**WORK INSTRUCTION**
Please set down each line of the material exactly.

**RECORDS TO PROCESS**
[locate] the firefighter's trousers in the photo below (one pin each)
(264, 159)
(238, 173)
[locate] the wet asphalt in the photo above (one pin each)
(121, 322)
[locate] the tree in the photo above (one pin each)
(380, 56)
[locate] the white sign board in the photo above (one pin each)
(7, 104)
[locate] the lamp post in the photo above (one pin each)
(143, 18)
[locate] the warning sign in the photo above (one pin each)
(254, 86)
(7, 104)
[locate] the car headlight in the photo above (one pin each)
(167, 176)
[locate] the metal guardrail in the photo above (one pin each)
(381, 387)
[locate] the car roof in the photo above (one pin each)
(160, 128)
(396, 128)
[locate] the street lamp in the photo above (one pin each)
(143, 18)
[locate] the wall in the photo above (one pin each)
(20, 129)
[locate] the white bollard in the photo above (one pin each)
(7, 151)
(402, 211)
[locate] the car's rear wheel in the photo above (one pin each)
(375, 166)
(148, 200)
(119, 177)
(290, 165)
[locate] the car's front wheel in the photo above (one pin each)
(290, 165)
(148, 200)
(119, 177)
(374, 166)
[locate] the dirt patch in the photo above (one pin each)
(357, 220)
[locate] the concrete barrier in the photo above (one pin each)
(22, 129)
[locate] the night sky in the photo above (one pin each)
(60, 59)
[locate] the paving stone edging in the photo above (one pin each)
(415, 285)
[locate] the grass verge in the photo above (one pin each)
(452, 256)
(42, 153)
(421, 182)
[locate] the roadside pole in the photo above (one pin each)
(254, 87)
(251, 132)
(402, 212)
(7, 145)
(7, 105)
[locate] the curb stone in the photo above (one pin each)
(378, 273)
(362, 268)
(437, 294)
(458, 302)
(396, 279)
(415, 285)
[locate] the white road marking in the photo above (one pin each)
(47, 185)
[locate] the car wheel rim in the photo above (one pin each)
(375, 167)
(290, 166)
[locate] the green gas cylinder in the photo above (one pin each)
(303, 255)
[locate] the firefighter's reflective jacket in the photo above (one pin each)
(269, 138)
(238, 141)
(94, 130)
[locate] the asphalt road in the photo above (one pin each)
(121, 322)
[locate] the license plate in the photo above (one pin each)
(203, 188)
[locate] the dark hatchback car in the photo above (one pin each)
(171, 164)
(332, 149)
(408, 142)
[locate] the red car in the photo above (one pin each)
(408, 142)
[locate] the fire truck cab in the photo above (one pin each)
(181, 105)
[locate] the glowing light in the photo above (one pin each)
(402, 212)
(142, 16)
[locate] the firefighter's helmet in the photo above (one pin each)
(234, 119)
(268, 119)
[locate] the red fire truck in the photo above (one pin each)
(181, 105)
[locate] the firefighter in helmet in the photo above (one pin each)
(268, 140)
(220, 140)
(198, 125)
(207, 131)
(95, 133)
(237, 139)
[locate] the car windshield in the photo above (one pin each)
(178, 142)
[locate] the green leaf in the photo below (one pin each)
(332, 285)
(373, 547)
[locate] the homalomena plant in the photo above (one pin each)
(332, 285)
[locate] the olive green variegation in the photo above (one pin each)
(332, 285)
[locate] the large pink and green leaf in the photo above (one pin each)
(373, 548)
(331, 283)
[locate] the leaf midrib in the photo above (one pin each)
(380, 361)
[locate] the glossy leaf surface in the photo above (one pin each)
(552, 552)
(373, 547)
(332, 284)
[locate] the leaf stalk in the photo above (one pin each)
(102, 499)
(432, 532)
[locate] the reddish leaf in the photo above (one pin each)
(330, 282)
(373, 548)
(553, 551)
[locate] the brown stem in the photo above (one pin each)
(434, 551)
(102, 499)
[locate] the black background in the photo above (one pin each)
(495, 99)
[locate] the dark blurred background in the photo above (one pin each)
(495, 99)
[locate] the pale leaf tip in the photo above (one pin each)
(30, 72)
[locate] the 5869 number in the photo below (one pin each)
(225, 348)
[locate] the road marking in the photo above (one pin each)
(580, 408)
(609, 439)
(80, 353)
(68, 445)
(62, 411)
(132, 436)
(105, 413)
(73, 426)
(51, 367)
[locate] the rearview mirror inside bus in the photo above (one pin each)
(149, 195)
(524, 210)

**REPLY**
[locate] the firefighter's trousers in the photo below (one pin each)
(264, 159)
(238, 173)
[locate] the wet asphalt in the photo above (one pin each)
(121, 322)
[locate] the tree in the photo above (one pin each)
(380, 56)
[locate] the white sign board in the photo above (one pin each)
(7, 104)
[locate] the lamp post in the photo above (one pin each)
(143, 18)
[locate] the warning sign in the photo above (one pin each)
(254, 86)
(7, 104)
[locate] the car headlight in the photo above (one pin each)
(167, 176)
[locate] the metal guardrail in the photo above (one pin each)
(381, 387)
[locate] the car roof in the photo above (one pin each)
(160, 128)
(396, 128)
[locate] the street lamp in the photo above (one pin each)
(143, 18)
[locate] the wall in the photo above (one pin each)
(20, 129)
[locate] the white bollard in the photo above (one pin each)
(7, 151)
(402, 211)
[locate] the car's rear wheel in the photo above (one pin each)
(375, 166)
(148, 200)
(119, 177)
(290, 165)
[locate] the car's front wheel in the photo above (one pin each)
(290, 165)
(148, 200)
(119, 177)
(374, 166)
[locate] the dirt patch in the photo above (one pin each)
(357, 220)
[locate] the concrete barrier in the photo above (one pin each)
(22, 129)
[locate] the night sky in the photo above (one pin each)
(60, 59)
[locate] the paving stone edging in the photo above (one pin each)
(415, 285)
[locate] the grass verge in the photo above (one pin each)
(452, 256)
(42, 153)
(421, 182)
[locate] the roadside pole in the photo above (one pin each)
(254, 87)
(251, 132)
(402, 212)
(7, 145)
(7, 105)
[locate] the curb stone in the photo above (one pin each)
(378, 273)
(362, 268)
(437, 294)
(458, 302)
(396, 279)
(415, 285)
[locate] the white road marking in the photo above (one pin each)
(47, 185)
[locate] the car wheel rim in the photo above (one pin each)
(375, 167)
(290, 166)
[locate] the green gas cylinder in the photo above (one pin each)
(303, 255)
[locate] the firefighter's reflective jacket in the photo above (one pin each)
(269, 138)
(238, 141)
(94, 130)
[locate] the asphalt road in the photo above (one pin each)
(121, 322)
[locate] the license plate in the photo above (one pin each)
(203, 188)
[locate] the dark hatchback car in the photo above (one pin each)
(171, 164)
(332, 149)
(408, 142)
[locate] the red car in the photo above (one pin each)
(408, 142)
[locate] the fire truck cab in the photo above (one pin each)
(181, 105)
[locate] the glowing light in the photo above (one pin each)
(402, 212)
(142, 16)
[locate] the firefighter's helmet in the photo above (one pin each)
(234, 119)
(268, 119)
[locate] the red fire truck in the photo above (one pin each)
(181, 105)
[locate] the firefighter in helmet in the photo above (one pin each)
(268, 140)
(220, 140)
(198, 125)
(207, 131)
(95, 133)
(237, 139)
[locate] the car windshield in the photo above (one pin each)
(178, 142)
[locate] the green leaf in the photo below (one pin each)
(332, 285)
(373, 547)
[locate] the homalomena plant in the photo above (one pin each)
(332, 285)
[locate] the olive green variegation in the photo above (one pin each)
(332, 285)
[locate] the large pink and green leaf in the photo above (one pin each)
(373, 548)
(331, 283)
[locate] the leaf midrib in the photo above (one pin each)
(380, 361)
[locate] the glossy leaf surface in the photo above (one pin each)
(552, 552)
(373, 547)
(332, 284)
[locate] the leaf stalk in the photo above (one pin each)
(102, 499)
(432, 532)
[locate] the reddish leaf in the photo above (one pin each)
(330, 282)
(373, 548)
(553, 551)
[locate] the brown stem in the photo above (one pin each)
(434, 551)
(102, 499)
[locate] the black background in the photo above (one pin each)
(495, 99)
[locate] the dark blurred background in the photo above (one pin each)
(495, 99)
[locate] the pale leaf tip in the photo above (one pin each)
(30, 72)
[locate] the 5869 number in the photo below (one pin each)
(225, 348)
[locate] the road marking in the photo above (one pin each)
(580, 408)
(609, 439)
(80, 353)
(68, 445)
(62, 411)
(132, 436)
(105, 413)
(73, 426)
(51, 367)
[locate] the rearview mirror inside bus in the photo above (one pin each)
(149, 195)
(524, 210)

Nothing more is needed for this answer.